== What is needed ==
Which lines of the data below contain the word "building"? Pick out each one and copy it, treating uppercase and lowercase letters as different.

== Exercise input ==
#####

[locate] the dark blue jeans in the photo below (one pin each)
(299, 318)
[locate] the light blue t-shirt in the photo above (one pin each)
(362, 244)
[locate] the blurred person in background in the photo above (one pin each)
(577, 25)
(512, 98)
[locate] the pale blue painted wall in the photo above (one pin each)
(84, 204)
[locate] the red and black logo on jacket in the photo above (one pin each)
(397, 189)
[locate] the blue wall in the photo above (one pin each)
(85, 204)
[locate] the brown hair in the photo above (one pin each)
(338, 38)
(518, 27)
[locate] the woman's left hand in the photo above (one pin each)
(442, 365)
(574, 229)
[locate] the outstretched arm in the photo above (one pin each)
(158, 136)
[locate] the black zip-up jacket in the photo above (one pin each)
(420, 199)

#####

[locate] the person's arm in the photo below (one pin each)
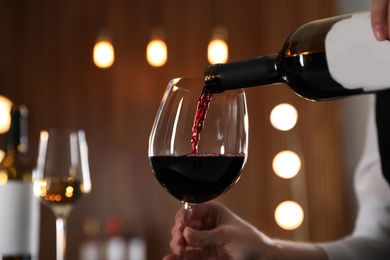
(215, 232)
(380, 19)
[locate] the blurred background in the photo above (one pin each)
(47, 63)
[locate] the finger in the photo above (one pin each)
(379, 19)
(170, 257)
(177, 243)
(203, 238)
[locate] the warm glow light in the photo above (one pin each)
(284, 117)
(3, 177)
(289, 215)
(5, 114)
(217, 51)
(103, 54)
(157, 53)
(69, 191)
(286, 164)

#####

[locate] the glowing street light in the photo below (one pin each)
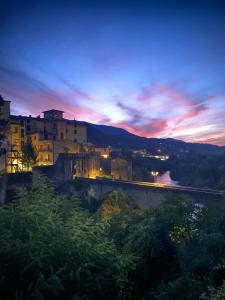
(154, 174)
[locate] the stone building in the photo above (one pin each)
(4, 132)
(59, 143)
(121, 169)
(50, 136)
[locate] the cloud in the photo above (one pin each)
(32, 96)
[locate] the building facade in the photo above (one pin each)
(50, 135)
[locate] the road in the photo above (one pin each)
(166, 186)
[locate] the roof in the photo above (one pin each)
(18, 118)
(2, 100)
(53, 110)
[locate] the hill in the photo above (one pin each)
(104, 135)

#####

== Solution to the problem ==
[locate] the stone building in the photo above (one pin each)
[locate] the building facade in the photo above (one pin each)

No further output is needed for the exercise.